- [Exercice a]
Relevez toutes les lignes qui contiennent la chaîne « pillar », en tenant compte de la casse.

- [Texte du document]
□ □ □ □ □

L'analyse de François Héran :
« Je crois qu'il a simplement confondu “israélien” et “israélite”. Mais il a aussi oublié, ce faisant, que le mot “israélite” est tombé en discrédit, parce qu'il a été abondamment utilisé sous Vichy. C'est un manque de culture historique.
Le problème est qu'on ne sait plus bien quoi dire. Prenez une expression comme “la communauté juive”. Elle sert à atténuer l'expression “les juifs”, qui, utilisée seule, est perçue comme violente, trop essentialiste, trop marquée. Si vous dites “les juifs de France”, cela passe déjà mieux que “les juifs” tout court.
L'historien Pierre Birnbaum, qui a publié plusieurs livres remarquables sur l'antisémitisme, a critiqué l'usage de l'expression “la communauté juive” au motif qu'elle fleure le communautarisme.
Sur ce point précis, je ne le suis pas. Le mot “communauté” remplit simplement une fonction d'atténuation. Quand vous dites “la colonie française de Mexico” pour désigner les expatriés français du Mexique, ça n'a rien de colonialiste. »
2- Sarkozy et les « musulmans d'apparence »
Nicolas Sarkozy, le 26 mars sur France Info :
« Je rappelle que deux de nos soldats étaient – comment dire ? – musulmans, en tout cas d'apparence, puisque l'un était catholique. D'apparence... Comme on dit : de la diversité visible. »
L'analyse de François Héran :
« C'est un cas de figure intéressant, celui d'une discordance entre l'apparence physique et la réalité administrative ou sociale : vous portez un nom et un patronyme arabes ou bien vous avez une apparence physique qui trahit vos origines mais, voilà, vous êtes catholique. Notre sens commun, qui mise sur la cohérence, est déconcerté.
Un exemple classique est celui des Antillais descendants d'esclaves. Ils ont beau être français depuis des siècles, ils sont souvent pris pour des immigrés récents d'Afrique noire et sont exposés aux mêmes discriminations raciales (comme l'a confirmé récemment l'enquête TeO de l'Ined et de l'Insee).
Cette discordance entre le visible et l'invisible a toujours posé des problèmes. On trouve encore aux Antilles des proverbes soulignant qu'un attribut peut modifier l'autre en cas de discordance. Par exemple, “Un noir riche est un mulâtre” – sous-entendu : il progresse dans l'échelle du “blanchiment” social grâce à sa richesse. »
3- Aubry et les « femmes d'origine maghrébine »
Martine Aubry, le 27 mars sur France Inter :
« Il y a des femmes d'origine maghrébine, je sais pas pourquoi on dit musulmanes [...]. Dans ce quartier, il y a des personnes d'origine maghrébine, comme il y a des Françaises. »

□ □ □ □ □

- [Exercice b]
D'après le texte du document, pourquoi le mot « israélite » est-il tombé en discrédit ?

□ □ □ □ □

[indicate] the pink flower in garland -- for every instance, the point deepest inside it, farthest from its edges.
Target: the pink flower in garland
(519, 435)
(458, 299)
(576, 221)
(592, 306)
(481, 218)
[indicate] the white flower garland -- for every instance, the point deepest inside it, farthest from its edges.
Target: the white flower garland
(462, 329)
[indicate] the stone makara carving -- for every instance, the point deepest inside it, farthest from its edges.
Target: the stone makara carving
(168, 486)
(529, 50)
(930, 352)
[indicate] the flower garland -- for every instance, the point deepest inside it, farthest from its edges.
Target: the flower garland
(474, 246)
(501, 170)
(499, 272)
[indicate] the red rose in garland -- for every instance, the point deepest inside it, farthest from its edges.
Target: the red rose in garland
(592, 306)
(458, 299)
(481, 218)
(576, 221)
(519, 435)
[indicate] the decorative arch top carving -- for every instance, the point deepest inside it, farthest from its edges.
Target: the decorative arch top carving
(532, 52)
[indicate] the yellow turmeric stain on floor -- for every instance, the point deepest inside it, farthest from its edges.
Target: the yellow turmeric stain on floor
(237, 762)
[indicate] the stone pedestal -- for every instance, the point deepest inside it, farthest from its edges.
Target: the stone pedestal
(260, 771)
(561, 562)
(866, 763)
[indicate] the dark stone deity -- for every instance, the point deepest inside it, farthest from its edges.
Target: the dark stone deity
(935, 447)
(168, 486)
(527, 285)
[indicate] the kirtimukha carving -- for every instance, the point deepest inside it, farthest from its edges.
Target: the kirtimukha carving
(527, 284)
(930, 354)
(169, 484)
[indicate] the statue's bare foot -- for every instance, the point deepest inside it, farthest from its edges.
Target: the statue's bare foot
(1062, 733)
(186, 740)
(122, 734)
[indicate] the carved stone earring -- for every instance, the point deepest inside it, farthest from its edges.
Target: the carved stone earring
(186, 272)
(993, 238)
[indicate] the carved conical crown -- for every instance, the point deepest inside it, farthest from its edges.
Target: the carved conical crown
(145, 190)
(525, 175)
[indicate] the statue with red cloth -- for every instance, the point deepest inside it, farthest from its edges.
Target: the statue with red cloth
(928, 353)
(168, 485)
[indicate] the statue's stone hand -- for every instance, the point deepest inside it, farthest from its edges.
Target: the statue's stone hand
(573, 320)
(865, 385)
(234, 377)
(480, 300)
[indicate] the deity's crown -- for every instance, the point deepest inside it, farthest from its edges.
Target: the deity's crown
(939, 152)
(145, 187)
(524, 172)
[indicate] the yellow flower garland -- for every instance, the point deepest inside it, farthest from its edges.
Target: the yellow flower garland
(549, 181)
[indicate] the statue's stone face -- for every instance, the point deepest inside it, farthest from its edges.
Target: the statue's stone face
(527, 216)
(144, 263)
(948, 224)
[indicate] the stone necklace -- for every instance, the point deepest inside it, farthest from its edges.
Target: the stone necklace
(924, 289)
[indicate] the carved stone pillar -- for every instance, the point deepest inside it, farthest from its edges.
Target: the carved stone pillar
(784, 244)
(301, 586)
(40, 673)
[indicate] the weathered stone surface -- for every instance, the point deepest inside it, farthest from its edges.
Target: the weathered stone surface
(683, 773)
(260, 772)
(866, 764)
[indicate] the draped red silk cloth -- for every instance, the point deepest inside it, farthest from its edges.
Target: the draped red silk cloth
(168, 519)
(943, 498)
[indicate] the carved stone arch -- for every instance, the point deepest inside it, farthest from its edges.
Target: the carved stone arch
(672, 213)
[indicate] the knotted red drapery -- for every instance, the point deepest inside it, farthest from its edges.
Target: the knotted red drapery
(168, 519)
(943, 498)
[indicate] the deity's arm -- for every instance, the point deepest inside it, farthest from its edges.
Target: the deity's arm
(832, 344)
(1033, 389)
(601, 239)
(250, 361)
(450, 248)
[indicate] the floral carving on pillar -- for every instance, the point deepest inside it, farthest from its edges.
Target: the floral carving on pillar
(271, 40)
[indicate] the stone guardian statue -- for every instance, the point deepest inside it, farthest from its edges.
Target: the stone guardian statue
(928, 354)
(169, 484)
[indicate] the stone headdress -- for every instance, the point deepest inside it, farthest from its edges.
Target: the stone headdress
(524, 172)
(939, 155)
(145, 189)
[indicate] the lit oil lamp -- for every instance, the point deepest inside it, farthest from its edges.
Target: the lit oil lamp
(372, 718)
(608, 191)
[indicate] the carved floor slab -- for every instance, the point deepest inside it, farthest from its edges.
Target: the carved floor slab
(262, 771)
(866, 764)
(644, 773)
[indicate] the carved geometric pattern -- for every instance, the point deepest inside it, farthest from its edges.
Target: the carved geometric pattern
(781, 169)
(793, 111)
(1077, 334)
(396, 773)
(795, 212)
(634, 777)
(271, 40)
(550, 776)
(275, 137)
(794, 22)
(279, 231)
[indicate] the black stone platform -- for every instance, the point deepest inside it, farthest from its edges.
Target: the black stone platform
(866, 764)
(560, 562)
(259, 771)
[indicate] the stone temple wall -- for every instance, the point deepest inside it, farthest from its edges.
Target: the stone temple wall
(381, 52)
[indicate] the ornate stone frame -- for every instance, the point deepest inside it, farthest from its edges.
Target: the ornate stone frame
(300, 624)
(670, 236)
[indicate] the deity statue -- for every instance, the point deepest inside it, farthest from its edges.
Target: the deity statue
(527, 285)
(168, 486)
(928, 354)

□ □ □ □ □

- [Réponse a]
[indicate] the carved stone pillar -- for every instance, the point deepest inside it, farthest from its edges.
Target: the carved stone pillar
[indicate] the floral carving on pillar -- for every instance, the point deepest inside it, farthest from its edges.
Target: the floral carving on pillar

- [Réponse b]
Parce qu'il a été abondamment utilisé sous Vichy.